# STATED GOAL 1
Pull out every line of the records that contains the string "reflective", treating uppercase and lowercase as different.

# SELECTED TEXT
-- -- --
You don't need to go to 64-bit to see something like this. Consider int32_t on common 32-bit platforms. It might be typedef'ed as int or as a long, but obviously only one of the two at a time. int and long are of course distinct types.
It's not hard to see that there is no workaround which makes int == int32_t == long on 32-bit systems. For the same reason, there's no way to make long == int64_t == long long on 64-bit systems.
If you could, the possible consequences would be rather painful for code that overloaded foo(int), foo(long) and foo(long long) - suddenly they'd have two definitions for the same overload?!
The correct solution is that your template code usually should not be relying on a precise type, but on the properties of that type. The whole same_type logic could still be OK for specific cases:
long foo(long x);
std::tr1::disable_if(same_type(int64_t, long), int64_t)::type foo(int64_t);
I.e., the overload foo(int64_t) is not defined when it's exactly the same as foo(long).
[edit] With C++11, we now have a standard way to write this:
long foo(long x);
std::enable_if<!std::is_same<int64_t, long>::value, int64_t>::type foo(int64_t);
[edit] Or C++20
long foo(long x);
int64_t foo(int64_t) requires (!std::is_same_v<int64_t, long>);
-- -- --
# STATED GOAL 2
Please output, word for word, the stretch of the C++ overloading answer from "It's not hard" through "on 64-bit systems.".
-- -- --
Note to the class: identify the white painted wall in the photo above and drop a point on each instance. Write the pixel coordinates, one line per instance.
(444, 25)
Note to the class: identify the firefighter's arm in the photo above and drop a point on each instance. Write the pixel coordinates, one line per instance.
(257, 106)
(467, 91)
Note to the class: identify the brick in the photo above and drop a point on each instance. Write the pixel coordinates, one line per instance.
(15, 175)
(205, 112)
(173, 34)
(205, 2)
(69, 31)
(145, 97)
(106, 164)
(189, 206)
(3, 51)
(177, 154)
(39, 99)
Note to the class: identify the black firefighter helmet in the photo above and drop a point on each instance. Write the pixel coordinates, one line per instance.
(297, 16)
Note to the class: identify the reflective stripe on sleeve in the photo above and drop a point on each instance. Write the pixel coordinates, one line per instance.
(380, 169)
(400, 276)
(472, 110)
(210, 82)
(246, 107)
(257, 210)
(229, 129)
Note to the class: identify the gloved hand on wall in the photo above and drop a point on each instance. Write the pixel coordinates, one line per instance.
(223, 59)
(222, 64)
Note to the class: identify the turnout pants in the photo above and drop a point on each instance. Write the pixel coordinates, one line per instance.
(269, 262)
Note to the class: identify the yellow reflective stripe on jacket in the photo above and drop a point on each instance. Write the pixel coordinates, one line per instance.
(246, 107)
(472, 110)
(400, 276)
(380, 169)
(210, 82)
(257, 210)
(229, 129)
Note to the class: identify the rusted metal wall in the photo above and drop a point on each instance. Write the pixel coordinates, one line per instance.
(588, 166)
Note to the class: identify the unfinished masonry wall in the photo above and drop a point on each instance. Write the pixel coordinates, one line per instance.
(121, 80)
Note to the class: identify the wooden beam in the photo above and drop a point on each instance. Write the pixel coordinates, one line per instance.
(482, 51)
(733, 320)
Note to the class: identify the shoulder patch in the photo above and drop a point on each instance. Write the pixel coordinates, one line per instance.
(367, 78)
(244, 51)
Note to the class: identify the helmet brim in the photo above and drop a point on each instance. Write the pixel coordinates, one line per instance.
-- -- --
# RIGHT ANSWER 1
Note to the class: identify the reflective stripe on sleeve in the photo above and drop a point on each instance. Write the pixel coordinates, one line per instance.
Note to the class: identify the yellow reflective stripe on jacket in the photo above and drop a point on each instance. Write the pixel coordinates, one line per instance.

# RIGHT ANSWER 2
It's not hard to see that there is no workaround which makes int == int32_t == long on 32-bit systems. For the same reason, there's no way to make long == int64_t == long long on 64-bit systems.